Written task A >>
Count the lines in the rows below that contain the string "slide", treating uppercase and lowercase as different, and reply with only the number.

Page excerpt >>
+-------+
To support “proper” unbacked SymInts, we must modify our framework code to avoid guarding in all of these cases. We also need a mechanism by which users can insert extra runtime assertions to ensure that if a guard is unavoidable (e.g., size >= 0) but will always resolve one direction, we can manually guide tracing down one branch of the guard and have a runtime test to verify that we would have gone down that path at runtime as well.

Progress towards unbacked SymInts

The diff stack at Switch is_contiguous to use guardless implementation by ezyang · Pull Request #92234 · pytorch/pytorch · GitHub was my attempt to directly remove all of these guards. The infrastructure pieces (first three PRs) were not too bad (and I intend to land them), however, they do not actually remove the guards. The actual guard removal has run into at least two problems:

  • When I remove the stride computation guard (max between size and 1), it makes test_aot_autograd_symbolic_exhaustive_nn_functional_max_pool2d_cpu_float32 take a long time to run. This suggests that one of the guards from stride computation was essential for simplifying our size variables and prevented Sympy from doing a ton of unnecessary work.

  • When I remove the compute contiguous / non-overlapping guards, along with causing problems with max_pool2d, it also makes test_aot_autograd_symbolic_exhaustive_nn_functional_unfold_cpu_float32 take a long time to run.

While I could believe that the ultimate fixes for these two problems could be quite short in the end, the way we thread the needle with our Sympy processing is quite opaque to me, and I don’t feel comfortable in being able to discover the fixes for these problems in that amount of time. Combined with our deadline of getting dynamic shapes turned on by default for the PT2 release (), as well as the fact that we need to make investments to speeding up Sympy simplification (e.g., Nuno’s suggestions), I think it makes sense for me to deprioritize making full unbacked SymInts work in the short term. If a brave soul wants to step up to try to fix these problems, I can help give advice.
+-------+
(Saved entries)

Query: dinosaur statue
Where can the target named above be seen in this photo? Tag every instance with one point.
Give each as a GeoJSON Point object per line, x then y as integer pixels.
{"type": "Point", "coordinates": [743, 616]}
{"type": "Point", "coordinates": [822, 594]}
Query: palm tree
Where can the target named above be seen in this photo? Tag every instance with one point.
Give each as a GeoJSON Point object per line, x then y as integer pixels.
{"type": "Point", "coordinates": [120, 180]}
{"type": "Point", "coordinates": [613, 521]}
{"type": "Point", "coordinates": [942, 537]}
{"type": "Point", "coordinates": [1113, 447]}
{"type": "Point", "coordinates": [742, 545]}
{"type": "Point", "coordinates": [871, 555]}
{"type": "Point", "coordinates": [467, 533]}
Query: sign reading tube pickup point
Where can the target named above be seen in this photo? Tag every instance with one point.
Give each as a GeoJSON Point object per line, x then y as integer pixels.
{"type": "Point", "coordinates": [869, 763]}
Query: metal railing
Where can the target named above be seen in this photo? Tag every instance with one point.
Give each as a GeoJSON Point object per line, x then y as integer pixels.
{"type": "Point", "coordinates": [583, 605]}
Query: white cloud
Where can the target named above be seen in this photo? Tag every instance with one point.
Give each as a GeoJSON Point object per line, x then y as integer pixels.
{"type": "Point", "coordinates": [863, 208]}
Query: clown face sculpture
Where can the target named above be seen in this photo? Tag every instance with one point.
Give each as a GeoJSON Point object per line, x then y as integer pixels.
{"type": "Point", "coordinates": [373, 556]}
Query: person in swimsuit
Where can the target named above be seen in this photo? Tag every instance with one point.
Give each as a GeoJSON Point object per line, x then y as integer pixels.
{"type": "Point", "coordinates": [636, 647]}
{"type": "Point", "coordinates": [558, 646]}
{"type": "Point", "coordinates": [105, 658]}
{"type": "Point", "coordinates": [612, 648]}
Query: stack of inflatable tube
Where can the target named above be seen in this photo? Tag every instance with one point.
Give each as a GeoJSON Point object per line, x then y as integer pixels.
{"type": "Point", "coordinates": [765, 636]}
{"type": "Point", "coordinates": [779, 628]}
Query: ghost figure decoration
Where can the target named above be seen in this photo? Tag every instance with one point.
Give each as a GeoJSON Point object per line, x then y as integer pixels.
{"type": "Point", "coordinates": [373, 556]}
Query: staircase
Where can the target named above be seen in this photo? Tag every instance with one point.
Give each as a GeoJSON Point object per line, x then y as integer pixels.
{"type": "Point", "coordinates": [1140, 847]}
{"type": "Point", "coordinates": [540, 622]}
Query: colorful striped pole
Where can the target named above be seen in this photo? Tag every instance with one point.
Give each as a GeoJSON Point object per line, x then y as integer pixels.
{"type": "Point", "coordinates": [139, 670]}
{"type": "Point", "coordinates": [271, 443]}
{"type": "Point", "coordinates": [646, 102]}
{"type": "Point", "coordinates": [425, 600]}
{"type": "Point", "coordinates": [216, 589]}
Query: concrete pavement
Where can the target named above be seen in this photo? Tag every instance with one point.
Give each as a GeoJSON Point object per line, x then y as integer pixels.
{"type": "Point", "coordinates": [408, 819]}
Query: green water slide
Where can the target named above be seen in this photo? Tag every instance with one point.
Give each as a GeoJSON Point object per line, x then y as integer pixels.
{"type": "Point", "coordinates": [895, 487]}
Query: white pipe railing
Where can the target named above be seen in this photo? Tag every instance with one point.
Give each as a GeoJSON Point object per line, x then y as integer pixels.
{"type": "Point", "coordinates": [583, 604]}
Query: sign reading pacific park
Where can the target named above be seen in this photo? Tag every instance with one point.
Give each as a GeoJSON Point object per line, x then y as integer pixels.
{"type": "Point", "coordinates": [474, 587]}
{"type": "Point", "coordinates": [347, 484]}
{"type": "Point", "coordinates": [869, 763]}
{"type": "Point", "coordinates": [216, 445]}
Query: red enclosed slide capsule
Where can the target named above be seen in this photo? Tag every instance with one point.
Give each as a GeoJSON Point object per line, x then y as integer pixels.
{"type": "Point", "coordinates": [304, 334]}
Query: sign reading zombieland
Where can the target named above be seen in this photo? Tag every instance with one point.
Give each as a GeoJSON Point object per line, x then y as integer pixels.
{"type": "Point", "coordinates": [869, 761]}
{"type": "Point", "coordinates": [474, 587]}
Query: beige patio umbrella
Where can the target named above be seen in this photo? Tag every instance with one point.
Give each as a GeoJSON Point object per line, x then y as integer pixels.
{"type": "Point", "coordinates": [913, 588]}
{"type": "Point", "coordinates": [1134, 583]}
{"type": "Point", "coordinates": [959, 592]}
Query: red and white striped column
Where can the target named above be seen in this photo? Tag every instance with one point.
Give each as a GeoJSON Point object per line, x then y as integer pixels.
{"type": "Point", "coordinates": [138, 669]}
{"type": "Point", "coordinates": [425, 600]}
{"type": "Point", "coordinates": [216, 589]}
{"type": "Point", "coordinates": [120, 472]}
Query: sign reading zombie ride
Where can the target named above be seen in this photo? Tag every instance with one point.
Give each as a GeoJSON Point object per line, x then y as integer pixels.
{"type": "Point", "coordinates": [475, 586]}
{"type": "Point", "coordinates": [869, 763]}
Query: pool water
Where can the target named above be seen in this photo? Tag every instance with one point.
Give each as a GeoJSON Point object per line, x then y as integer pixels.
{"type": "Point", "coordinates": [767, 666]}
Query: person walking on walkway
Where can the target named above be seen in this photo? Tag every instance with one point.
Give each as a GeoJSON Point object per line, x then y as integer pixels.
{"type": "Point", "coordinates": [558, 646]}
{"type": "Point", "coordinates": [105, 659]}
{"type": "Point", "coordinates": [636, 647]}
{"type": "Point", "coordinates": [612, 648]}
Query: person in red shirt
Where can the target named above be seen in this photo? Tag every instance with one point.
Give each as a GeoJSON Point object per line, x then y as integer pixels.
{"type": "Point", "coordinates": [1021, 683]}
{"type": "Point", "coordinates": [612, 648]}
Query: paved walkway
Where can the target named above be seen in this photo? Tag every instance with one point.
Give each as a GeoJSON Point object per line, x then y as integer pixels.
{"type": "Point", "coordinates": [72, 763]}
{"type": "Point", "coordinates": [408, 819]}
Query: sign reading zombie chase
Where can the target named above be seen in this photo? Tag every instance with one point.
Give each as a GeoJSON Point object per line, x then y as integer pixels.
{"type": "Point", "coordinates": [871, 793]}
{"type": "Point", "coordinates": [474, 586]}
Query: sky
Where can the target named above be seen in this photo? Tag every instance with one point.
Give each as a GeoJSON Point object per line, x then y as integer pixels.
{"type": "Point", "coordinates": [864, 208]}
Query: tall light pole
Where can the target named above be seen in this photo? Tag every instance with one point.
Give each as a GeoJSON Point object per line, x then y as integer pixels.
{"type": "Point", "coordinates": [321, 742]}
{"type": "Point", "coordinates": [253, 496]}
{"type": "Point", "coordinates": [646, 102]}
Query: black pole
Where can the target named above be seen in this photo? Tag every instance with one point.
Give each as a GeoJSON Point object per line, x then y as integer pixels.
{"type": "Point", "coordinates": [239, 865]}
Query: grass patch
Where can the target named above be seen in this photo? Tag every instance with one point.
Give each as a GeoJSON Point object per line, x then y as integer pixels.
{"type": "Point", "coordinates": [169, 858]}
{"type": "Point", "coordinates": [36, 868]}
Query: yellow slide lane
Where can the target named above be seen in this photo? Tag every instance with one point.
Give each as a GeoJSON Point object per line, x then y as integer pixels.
+-------+
Written task B >>
According to the excerpt on unbacked SymInts, what deadline does the author mention?

Full response A >>
3

Full response B >>
Getting dynamic shapes turned on by default for the PT2 release.